### Task item
Skip any pictures. Repeat the data exactly, from its first line through the line that holds "negative clicks: (347, 300)", both included.

### Dataset records

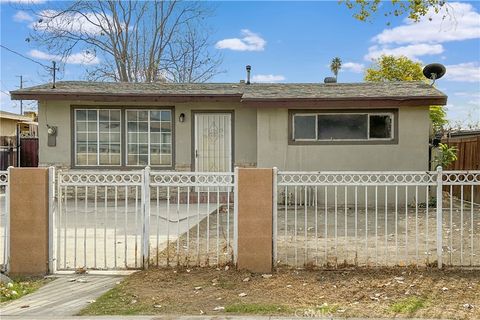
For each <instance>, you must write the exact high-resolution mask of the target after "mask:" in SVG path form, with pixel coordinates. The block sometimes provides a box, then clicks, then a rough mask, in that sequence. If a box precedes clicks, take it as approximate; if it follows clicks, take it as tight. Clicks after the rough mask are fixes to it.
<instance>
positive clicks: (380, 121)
mask: <svg viewBox="0 0 480 320" xmlns="http://www.w3.org/2000/svg"><path fill="white" fill-rule="evenodd" d="M391 137H392V117H391V116H390V115H370V138H373V139H389V138H391Z"/></svg>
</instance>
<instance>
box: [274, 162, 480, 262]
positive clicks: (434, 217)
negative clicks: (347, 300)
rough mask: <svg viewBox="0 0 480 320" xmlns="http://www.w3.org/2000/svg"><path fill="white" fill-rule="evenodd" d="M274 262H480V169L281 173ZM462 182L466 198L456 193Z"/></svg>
mask: <svg viewBox="0 0 480 320" xmlns="http://www.w3.org/2000/svg"><path fill="white" fill-rule="evenodd" d="M276 180H277V182H276V183H275V186H276V188H277V190H276V192H275V194H276V196H277V199H276V201H274V207H275V208H274V224H275V225H274V260H275V263H276V264H286V265H292V266H305V265H316V266H335V267H336V266H341V265H364V266H370V265H373V266H392V265H430V264H432V263H435V264H438V266H442V264H443V263H447V264H449V265H455V266H466V265H468V266H480V245H479V244H478V243H480V205H479V204H475V203H473V202H468V201H465V199H464V197H463V195H464V194H466V193H469V194H471V197H469V198H470V199H473V198H474V197H473V194H474V192H475V190H478V189H477V188H480V171H470V172H467V171H464V172H461V171H455V172H442V171H441V170H438V171H432V172H278V174H277V175H276ZM453 187H458V188H460V189H461V190H460V191H461V196H460V197H459V198H456V197H454V196H453V192H452V188H453Z"/></svg>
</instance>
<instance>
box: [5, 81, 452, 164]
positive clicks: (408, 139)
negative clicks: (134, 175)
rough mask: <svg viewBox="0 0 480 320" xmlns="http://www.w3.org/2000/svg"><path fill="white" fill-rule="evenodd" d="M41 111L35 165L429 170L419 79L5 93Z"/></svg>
mask: <svg viewBox="0 0 480 320" xmlns="http://www.w3.org/2000/svg"><path fill="white" fill-rule="evenodd" d="M11 96H12V99H24V100H37V101H38V102H39V110H38V111H39V137H40V138H39V139H40V154H39V162H40V165H41V166H48V165H55V166H60V167H65V168H77V169H80V168H85V169H122V170H123V169H138V168H143V167H145V166H147V165H149V166H151V167H152V168H154V169H156V170H159V169H165V170H181V171H187V170H188V171H190V170H192V171H230V170H232V169H233V168H234V167H235V166H240V167H278V168H279V169H280V170H392V171H394V170H428V165H429V164H428V153H429V152H428V149H429V147H428V143H429V128H430V120H429V106H431V105H445V104H446V101H447V97H446V95H445V94H443V93H442V92H440V91H439V90H437V89H436V88H434V87H433V86H430V85H428V84H426V83H423V82H384V83H327V84H317V83H315V84H313V83H309V84H303V83H285V84H256V83H255V84H246V83H243V82H240V83H203V84H200V83H198V84H197V83H195V84H193V83H192V84H177V83H108V82H79V81H66V82H58V83H57V84H56V87H55V88H52V84H44V85H40V86H34V87H30V88H23V89H20V90H15V91H12V92H11Z"/></svg>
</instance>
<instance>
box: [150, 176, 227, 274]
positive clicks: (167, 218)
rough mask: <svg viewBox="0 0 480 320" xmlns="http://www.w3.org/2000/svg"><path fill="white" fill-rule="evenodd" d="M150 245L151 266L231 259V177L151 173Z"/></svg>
mask: <svg viewBox="0 0 480 320" xmlns="http://www.w3.org/2000/svg"><path fill="white" fill-rule="evenodd" d="M150 177H151V181H150V193H151V194H150V198H151V199H152V201H151V203H150V221H149V224H150V244H151V248H152V249H151V257H152V258H151V259H150V262H151V263H152V264H154V265H158V266H162V265H170V264H178V265H211V264H213V265H219V264H225V263H228V262H231V261H232V260H233V243H234V241H233V234H234V232H233V230H234V207H233V200H234V195H233V188H234V174H233V172H226V173H224V172H218V173H198V172H197V173H195V172H152V174H151V175H150Z"/></svg>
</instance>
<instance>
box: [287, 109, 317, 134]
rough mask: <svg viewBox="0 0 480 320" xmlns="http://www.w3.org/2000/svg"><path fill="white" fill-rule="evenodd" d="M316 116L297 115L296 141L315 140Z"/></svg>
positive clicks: (294, 119) (294, 122) (295, 130)
mask: <svg viewBox="0 0 480 320" xmlns="http://www.w3.org/2000/svg"><path fill="white" fill-rule="evenodd" d="M316 118H317V116H316V115H295V116H294V124H293V125H294V139H295V140H315V139H316V138H317V133H316V125H315V122H316Z"/></svg>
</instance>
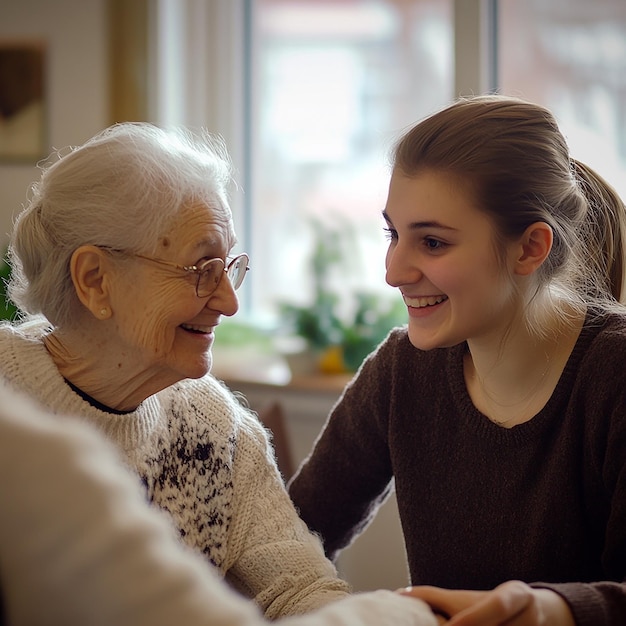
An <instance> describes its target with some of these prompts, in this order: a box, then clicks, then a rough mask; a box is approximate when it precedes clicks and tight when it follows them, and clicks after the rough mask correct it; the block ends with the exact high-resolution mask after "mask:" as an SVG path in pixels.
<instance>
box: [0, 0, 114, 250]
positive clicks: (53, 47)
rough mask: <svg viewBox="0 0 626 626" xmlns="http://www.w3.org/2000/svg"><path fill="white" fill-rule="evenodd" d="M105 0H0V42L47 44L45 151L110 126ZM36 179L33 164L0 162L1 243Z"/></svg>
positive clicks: (83, 137)
mask: <svg viewBox="0 0 626 626" xmlns="http://www.w3.org/2000/svg"><path fill="white" fill-rule="evenodd" d="M106 1H107V0H53V1H51V0H0V40H18V39H25V40H37V41H43V42H44V43H45V44H46V46H47V68H46V83H47V87H46V89H47V91H46V94H47V102H46V107H47V109H46V115H47V127H48V141H47V147H46V150H45V154H49V153H50V152H51V151H52V149H53V148H63V147H65V146H67V145H75V144H80V143H82V142H84V141H85V140H86V139H88V138H89V137H90V136H91V135H93V134H95V133H96V132H97V131H99V130H100V129H101V128H103V127H105V126H107V125H108V120H109V110H108V107H109V93H108V61H107V56H108V49H107V45H108V36H107V20H106V14H107V12H106ZM37 177H38V170H37V168H36V164H35V163H32V164H31V163H26V164H24V163H0V245H1V246H2V249H3V248H4V246H5V245H6V243H7V241H8V233H9V232H10V229H11V224H12V217H13V215H14V213H16V212H17V211H19V209H20V208H21V206H22V204H23V203H24V201H25V199H26V194H27V190H28V187H29V185H30V184H31V183H32V182H33V181H34V180H36V179H37Z"/></svg>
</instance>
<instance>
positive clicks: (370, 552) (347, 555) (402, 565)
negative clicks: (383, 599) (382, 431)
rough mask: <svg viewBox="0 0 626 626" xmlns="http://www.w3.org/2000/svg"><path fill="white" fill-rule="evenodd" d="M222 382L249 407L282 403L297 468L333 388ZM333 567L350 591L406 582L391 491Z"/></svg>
mask: <svg viewBox="0 0 626 626" xmlns="http://www.w3.org/2000/svg"><path fill="white" fill-rule="evenodd" d="M216 364H217V361H216ZM214 373H215V374H216V375H217V376H218V377H220V372H219V370H218V371H216V370H215V368H214ZM225 382H226V383H227V385H228V386H229V387H230V388H231V389H233V390H236V391H239V392H241V393H243V394H244V395H245V396H246V398H247V399H248V402H249V404H250V406H251V408H253V409H254V410H257V411H261V410H262V409H263V408H264V407H266V406H268V405H269V404H271V403H273V402H278V403H279V404H280V405H281V406H282V408H283V410H284V413H285V418H286V422H287V424H286V430H287V436H288V440H289V443H290V445H291V452H292V456H293V460H294V462H295V465H296V467H297V466H298V465H299V464H300V463H301V461H302V460H303V459H304V457H305V456H306V455H307V454H308V453H309V451H310V450H311V448H312V446H313V443H314V441H315V439H316V437H317V435H318V433H319V432H320V430H321V428H322V427H323V425H324V422H325V421H326V416H327V415H328V413H329V412H330V409H331V408H332V405H333V404H334V403H335V401H336V400H337V398H338V396H339V392H340V390H339V389H336V388H332V387H329V388H317V387H311V388H308V389H307V388H306V387H305V388H302V387H301V388H298V387H294V386H293V385H286V386H280V385H266V384H263V383H253V382H245V381H241V380H232V379H231V380H228V378H227V377H226V379H225ZM337 568H338V570H339V573H340V575H341V576H342V578H344V579H345V580H347V581H348V582H349V583H350V584H351V585H352V588H353V589H354V591H371V590H374V589H398V588H399V587H405V586H406V585H408V584H409V575H408V567H407V562H406V553H405V550H404V540H403V535H402V527H401V525H400V518H399V514H398V505H397V502H396V498H395V494H392V495H391V497H390V498H389V499H388V500H387V501H386V502H385V504H384V505H383V506H382V507H381V508H380V509H379V511H378V513H377V515H376V517H375V518H374V521H373V522H372V523H371V524H370V525H369V526H368V527H367V529H366V530H365V531H364V532H363V534H361V535H360V536H359V537H358V538H357V539H356V540H355V541H354V543H353V544H352V545H350V546H349V547H348V548H346V549H345V550H343V551H342V552H341V554H340V556H339V559H338V561H337Z"/></svg>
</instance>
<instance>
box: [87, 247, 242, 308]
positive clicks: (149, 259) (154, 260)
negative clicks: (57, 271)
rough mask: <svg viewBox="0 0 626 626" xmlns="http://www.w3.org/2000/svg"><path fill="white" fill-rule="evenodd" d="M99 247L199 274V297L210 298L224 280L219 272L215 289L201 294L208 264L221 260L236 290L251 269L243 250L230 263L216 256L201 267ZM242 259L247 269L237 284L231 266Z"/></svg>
mask: <svg viewBox="0 0 626 626" xmlns="http://www.w3.org/2000/svg"><path fill="white" fill-rule="evenodd" d="M98 247H99V248H102V249H104V250H108V251H109V252H118V253H120V254H124V255H126V256H130V257H135V258H138V259H143V260H144V261H151V262H152V263H158V264H159V265H163V266H166V267H173V268H175V269H178V270H182V271H184V272H188V273H191V274H196V275H197V277H198V278H197V280H196V296H197V297H198V298H208V297H209V296H210V295H211V294H213V293H215V290H216V289H217V288H218V286H219V284H220V282H221V281H222V276H223V274H221V273H219V272H218V274H217V276H218V279H217V281H216V282H215V286H214V287H213V289H211V290H210V291H209V292H208V293H205V294H203V295H200V291H199V290H200V279H201V278H202V275H203V274H204V273H205V272H207V271H208V270H205V269H203V267H206V266H207V265H208V264H210V263H214V262H215V261H219V262H220V263H221V264H222V270H223V271H224V272H225V274H226V276H227V278H228V280H229V281H230V284H231V285H232V287H233V289H234V290H235V291H236V290H237V289H239V287H241V285H242V284H243V281H244V279H245V277H246V274H247V273H248V270H249V269H250V266H249V265H248V263H249V261H250V257H249V256H248V254H247V253H245V252H242V253H241V254H238V255H237V256H234V257H232V258H230V259H229V258H228V257H227V258H226V260H227V261H228V263H227V262H226V261H225V260H224V259H222V258H220V257H215V258H213V259H205V260H204V261H203V262H202V264H201V266H200V267H199V266H198V265H179V264H178V263H174V262H172V261H165V260H164V259H155V258H154V257H149V256H145V255H143V254H137V253H135V252H125V251H124V250H117V249H115V248H109V247H107V246H98ZM242 259H245V263H246V267H245V270H244V271H243V272H242V273H241V279H240V280H239V282H238V283H237V284H235V283H233V282H232V280H231V276H230V273H229V272H230V270H231V268H233V267H235V266H236V263H237V261H241V260H242Z"/></svg>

### Result of the task
For each <instance>, you must write the exact high-resolution mask of the target after "mask:" in SVG path form, with pixel coordinates. The block sometimes provides a box, then clicks, then a rough mask, in that sequence. If a box precedes clicks, take it as approximate; if it follows clicks, take it as tight. Clicks after the rough mask are fixes to it.
<instance>
positive clicks: (380, 121)
mask: <svg viewBox="0 0 480 320" xmlns="http://www.w3.org/2000/svg"><path fill="white" fill-rule="evenodd" d="M391 137H392V117H391V116H390V115H370V138H373V139H389V138H391Z"/></svg>
</instance>
<instance>
box: [274, 162, 480, 262]
positive clicks: (434, 217)
negative clicks: (347, 300)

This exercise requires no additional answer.